▶ [Problem set]
(1) Answer these questions from the text on teacher evaluation:
(a) When are more conclusions from the Measures of Effective Teaching Project expected to be released?
(b) Between which years was the New York City student data analyzed in the Rockoff and Speroni study collected?
(c) When did Hillsborough begin extensive work on ways to improve teaching quality?
(2) In the entries, revise the lines starting with the line containing "- **Locate**: the red building" and going on through the line containing "xmin=17 ymin=3 xmax=1280 ymax=850". Replace "hillside town" with "hilltop village", keep everything else unchanged, and give back only those lines.

-- Start of Reading text --

Initial findings from that project across the districts indicated that “in every grade and subject, a teacher’s past track record of value-added is among the strongest predictors of their students’ achievement gains in other classes and academic years” (Measures of Effective Teaching Project, 2010, p. 9). “The teachers who lead students to achievement gains in one year or in one class tend to do so in other years and other classes,” a Measures of Effective Teaching Project report states. More conclusions based on two years of data from the project are expected to be released in January 2012.
Other recent studies underscore the complementary nature of student learning data and teacher observations in evaluations. A report of the National Board for Professional Teaching Standards (2011) states, “There will always be challenges in determining how much each teacher contributes to student learning. Education is a complex process … . For this reason, thoughtful evaluations of teacher performance must combine direct evidence of student learning such as ‘value-added’ data and examinations of teaching practice.” A study analyzing student data from New York City between 2003 and 2008 found a correlation between teachers who did well on value-added measures and those who scored highly in observations, concluding that observations pick up on teacher skills not captured in student test scores — and that evaluation systems should incorporate both subjective measures by trained professionals and objective data (Rockoff & Speroni, 2011).
“It’s studies like this that, as we learn more about effective teaching, will help us pinpoint the most effective skills,” Steele said. Steele, who also is project manager for the district’s teacher effectiveness initiative, said educators already know quite a bit about the essential elements of good teaching.
“What we’re searching for right now are ways to measure teacher effectiveness, but right now, we’re saying effective teaching is the person who scores the highest on the measures we have,” Steele said. “One of the keys is having multiple measures. There is no one way to measure teacher effectiveness. It is a combination of different skills.”
A NEW DEFINITION OF EFFECTIVENESS
Hillsborough began extensive work in spring 2009 to consider ways to improve teaching quality, continuing the Measures of Effective Teaching Project objectives as one of a half-dozen districts in the nation continuing work with the Gates Foundation in an intensive partnership project. The goal, Steele said, is to understand clearly which skills correlate to higher student performance and to work with teachers to develop those skills.

-- End of Reading text --
-- Start of Data listing --

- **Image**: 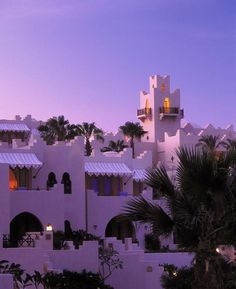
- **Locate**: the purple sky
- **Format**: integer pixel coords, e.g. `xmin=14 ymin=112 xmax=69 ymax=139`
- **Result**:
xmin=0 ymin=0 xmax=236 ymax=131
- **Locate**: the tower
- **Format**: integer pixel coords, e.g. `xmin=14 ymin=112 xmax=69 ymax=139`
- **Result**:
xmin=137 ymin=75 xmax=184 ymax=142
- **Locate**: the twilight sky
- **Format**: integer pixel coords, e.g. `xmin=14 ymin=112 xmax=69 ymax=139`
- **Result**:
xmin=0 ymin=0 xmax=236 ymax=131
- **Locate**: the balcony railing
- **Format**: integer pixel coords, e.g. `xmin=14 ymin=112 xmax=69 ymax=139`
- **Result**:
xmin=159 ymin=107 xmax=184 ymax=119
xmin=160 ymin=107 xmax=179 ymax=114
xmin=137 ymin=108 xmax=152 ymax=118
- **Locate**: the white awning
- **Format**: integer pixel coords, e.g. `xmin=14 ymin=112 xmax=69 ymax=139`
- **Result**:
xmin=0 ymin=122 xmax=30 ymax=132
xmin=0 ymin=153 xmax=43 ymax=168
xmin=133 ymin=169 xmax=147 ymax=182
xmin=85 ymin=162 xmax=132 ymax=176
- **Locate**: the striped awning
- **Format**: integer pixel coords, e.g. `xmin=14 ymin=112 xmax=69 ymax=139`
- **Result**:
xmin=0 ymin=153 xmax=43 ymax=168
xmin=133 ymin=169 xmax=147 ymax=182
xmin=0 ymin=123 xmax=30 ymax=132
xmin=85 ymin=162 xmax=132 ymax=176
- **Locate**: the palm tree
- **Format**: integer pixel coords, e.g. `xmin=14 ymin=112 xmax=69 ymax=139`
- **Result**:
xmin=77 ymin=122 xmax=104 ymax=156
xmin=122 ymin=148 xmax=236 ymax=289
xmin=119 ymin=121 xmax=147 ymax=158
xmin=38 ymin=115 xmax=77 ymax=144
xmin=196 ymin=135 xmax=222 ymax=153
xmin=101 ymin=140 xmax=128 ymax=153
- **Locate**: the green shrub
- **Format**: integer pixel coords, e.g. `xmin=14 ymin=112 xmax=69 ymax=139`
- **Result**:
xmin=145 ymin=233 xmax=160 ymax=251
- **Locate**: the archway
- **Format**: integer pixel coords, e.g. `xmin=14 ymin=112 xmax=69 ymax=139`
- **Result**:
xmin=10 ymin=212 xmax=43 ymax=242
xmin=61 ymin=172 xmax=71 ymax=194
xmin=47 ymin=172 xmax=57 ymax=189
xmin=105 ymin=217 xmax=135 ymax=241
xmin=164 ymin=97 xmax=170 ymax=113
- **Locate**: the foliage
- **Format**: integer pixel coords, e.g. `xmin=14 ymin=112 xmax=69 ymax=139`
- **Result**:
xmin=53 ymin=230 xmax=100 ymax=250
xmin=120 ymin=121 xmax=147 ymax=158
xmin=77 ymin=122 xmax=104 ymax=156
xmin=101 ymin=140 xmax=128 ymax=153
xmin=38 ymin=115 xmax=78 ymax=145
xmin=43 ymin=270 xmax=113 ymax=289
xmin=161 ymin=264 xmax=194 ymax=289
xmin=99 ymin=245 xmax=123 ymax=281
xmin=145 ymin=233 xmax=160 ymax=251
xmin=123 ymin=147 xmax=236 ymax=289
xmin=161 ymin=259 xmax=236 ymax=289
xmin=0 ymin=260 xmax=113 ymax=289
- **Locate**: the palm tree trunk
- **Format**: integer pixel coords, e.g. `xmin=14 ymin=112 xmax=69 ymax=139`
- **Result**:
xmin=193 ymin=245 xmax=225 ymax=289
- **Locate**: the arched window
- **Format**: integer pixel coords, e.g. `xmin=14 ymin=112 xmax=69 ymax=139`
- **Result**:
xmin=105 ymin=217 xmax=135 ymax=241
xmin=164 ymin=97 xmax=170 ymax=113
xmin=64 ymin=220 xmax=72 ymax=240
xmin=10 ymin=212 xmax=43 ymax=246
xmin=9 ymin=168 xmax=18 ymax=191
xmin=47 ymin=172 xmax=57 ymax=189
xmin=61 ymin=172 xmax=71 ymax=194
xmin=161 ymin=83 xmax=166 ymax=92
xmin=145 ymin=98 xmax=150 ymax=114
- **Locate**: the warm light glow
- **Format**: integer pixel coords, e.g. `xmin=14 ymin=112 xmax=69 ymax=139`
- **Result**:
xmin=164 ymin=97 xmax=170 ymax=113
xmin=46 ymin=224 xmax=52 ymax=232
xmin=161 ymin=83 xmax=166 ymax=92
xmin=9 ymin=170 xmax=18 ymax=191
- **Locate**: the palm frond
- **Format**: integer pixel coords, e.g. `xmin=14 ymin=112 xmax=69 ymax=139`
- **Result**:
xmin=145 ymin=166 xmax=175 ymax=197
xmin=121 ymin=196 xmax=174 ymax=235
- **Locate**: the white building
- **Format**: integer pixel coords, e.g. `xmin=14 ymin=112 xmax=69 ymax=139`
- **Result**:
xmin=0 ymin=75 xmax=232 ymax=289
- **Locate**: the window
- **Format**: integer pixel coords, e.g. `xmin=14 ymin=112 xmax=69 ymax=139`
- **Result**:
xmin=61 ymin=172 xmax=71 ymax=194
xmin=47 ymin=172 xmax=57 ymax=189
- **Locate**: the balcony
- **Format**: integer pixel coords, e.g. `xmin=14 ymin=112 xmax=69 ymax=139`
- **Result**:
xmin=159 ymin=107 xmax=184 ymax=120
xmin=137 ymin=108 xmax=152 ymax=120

-- End of Data listing --
-- Start of Data listing --

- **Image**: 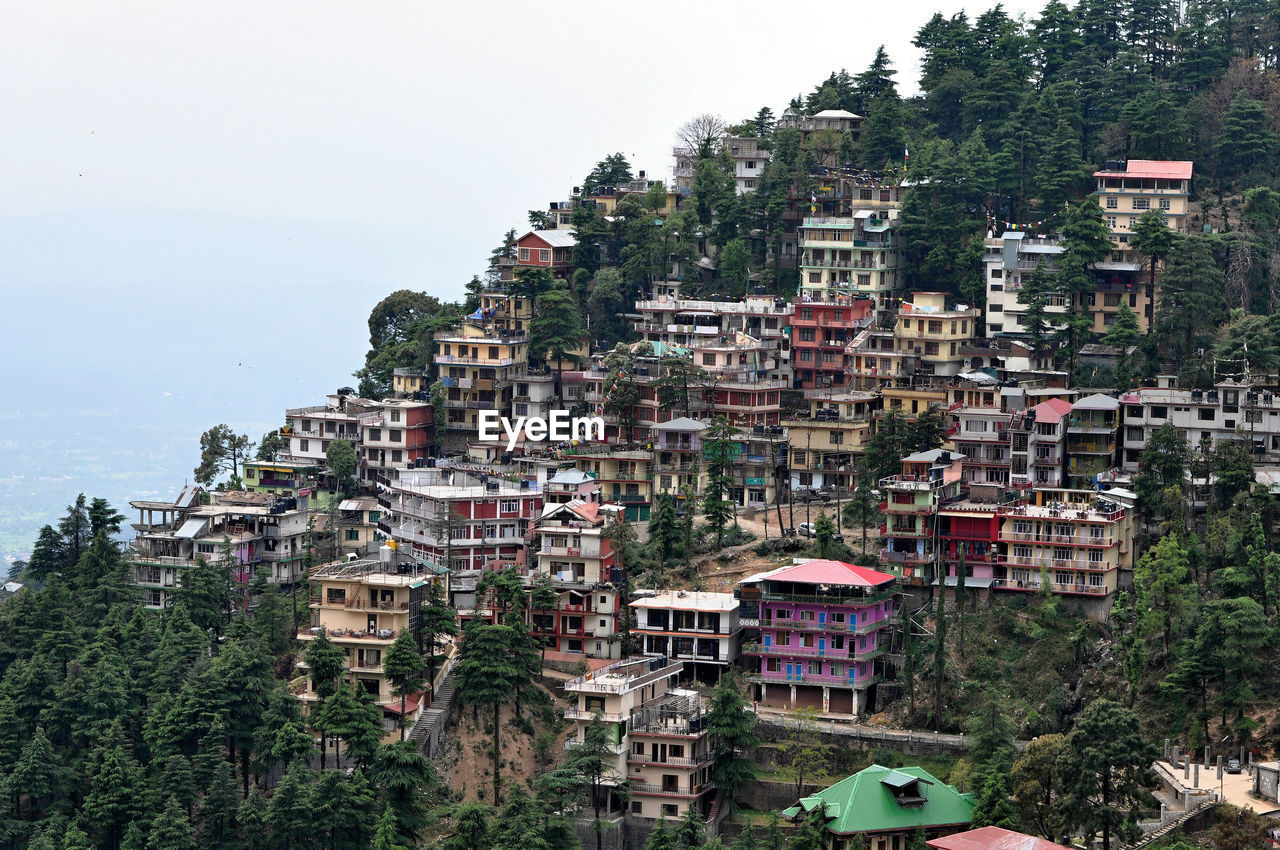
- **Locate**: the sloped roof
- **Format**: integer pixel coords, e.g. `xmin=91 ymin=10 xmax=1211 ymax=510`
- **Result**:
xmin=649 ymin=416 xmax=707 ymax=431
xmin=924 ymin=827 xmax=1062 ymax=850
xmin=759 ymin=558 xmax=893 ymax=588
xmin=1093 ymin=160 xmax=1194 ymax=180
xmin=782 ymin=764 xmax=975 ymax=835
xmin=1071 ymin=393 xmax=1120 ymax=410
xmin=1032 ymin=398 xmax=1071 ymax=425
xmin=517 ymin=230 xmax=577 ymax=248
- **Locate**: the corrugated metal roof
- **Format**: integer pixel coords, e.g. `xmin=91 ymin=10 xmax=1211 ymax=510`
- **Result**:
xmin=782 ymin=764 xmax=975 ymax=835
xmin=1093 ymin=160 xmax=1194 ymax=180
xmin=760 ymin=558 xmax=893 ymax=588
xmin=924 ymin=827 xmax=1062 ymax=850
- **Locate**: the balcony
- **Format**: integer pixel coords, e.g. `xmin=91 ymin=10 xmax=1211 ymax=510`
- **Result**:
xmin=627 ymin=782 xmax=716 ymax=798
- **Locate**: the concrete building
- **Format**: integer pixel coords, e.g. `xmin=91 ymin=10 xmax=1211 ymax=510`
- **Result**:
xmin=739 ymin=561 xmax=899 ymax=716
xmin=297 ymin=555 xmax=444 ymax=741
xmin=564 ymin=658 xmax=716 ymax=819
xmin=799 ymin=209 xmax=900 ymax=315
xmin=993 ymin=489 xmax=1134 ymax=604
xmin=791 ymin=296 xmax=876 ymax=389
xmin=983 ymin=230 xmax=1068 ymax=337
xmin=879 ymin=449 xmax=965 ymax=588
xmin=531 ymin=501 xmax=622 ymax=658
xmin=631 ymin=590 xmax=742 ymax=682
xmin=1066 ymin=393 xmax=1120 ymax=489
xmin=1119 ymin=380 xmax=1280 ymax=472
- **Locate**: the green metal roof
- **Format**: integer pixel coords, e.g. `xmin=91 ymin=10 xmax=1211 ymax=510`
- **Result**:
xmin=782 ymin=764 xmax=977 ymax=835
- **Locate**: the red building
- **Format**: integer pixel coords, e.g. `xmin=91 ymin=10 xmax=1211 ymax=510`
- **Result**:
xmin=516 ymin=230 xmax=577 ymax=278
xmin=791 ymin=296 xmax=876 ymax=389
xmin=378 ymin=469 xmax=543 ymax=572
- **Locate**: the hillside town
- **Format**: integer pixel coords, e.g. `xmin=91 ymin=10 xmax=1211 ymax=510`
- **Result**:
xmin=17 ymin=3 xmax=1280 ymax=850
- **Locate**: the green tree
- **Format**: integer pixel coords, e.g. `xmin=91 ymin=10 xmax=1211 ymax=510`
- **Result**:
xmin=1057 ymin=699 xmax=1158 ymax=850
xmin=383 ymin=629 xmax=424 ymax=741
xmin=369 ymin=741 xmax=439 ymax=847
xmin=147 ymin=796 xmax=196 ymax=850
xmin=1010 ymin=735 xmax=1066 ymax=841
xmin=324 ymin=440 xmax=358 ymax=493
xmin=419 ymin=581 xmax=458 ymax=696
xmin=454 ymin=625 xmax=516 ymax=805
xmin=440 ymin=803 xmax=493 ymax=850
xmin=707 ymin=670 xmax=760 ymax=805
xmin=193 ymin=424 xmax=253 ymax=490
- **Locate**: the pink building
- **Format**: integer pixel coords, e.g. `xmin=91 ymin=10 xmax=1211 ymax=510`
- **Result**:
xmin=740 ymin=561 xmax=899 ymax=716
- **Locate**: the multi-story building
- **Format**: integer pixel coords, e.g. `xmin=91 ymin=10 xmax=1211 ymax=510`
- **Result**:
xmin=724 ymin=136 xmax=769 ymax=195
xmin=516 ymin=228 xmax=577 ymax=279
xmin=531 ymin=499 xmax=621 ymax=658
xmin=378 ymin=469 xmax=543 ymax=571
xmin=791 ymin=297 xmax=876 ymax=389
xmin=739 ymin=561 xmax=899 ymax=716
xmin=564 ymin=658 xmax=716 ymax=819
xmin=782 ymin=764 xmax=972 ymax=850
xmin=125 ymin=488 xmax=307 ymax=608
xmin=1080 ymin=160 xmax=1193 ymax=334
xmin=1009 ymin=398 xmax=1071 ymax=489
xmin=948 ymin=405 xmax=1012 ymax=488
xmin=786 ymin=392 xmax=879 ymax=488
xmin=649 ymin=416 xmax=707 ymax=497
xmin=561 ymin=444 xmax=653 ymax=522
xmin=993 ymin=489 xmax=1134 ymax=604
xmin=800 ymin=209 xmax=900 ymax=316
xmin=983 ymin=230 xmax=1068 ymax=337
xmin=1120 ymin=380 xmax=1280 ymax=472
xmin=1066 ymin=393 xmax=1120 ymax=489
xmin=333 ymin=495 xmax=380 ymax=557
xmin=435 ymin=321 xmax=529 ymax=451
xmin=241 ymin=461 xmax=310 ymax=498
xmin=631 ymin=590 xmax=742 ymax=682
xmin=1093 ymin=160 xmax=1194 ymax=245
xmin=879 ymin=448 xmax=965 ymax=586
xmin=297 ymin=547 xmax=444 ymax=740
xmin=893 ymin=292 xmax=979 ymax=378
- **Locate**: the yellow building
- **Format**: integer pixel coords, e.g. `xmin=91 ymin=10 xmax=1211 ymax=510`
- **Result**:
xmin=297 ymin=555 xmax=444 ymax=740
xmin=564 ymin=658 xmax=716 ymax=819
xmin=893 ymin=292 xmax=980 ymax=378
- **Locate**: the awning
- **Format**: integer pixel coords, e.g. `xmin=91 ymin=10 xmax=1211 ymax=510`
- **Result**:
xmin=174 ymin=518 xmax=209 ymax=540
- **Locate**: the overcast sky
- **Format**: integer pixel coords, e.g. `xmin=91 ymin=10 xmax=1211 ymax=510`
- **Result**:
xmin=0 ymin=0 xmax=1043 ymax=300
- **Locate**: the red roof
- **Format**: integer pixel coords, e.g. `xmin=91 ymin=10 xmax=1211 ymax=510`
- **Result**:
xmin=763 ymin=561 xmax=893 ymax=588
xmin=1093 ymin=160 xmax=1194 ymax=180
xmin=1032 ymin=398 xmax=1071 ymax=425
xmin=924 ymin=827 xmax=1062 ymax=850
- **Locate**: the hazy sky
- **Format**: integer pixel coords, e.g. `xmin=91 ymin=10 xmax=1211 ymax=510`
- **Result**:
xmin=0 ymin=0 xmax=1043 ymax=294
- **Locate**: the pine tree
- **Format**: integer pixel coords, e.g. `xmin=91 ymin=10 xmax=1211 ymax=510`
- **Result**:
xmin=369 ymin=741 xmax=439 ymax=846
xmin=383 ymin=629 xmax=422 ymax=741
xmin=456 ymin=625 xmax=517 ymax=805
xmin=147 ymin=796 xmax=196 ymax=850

-- End of Data listing --

▶ [Responses to the exercise]
(1)
(a) January 2012
(b) 2003 and 2008
(c) Spring 2009

(2)
- **Locate**: the red building
- **Format**: integer pixel coords, e.g. `xmin=91 ymin=10 xmax=1211 ymax=510`
- **Result**:
xmin=516 ymin=230 xmax=577 ymax=278
xmin=791 ymin=296 xmax=876 ymax=389
xmin=378 ymin=469 xmax=543 ymax=572
- **Locate**: the hilltop village
- **Format**: integer pixel coords, e.g. `xmin=91 ymin=10 xmax=1211 ymax=510`
- **Result**:
xmin=17 ymin=3 xmax=1280 ymax=850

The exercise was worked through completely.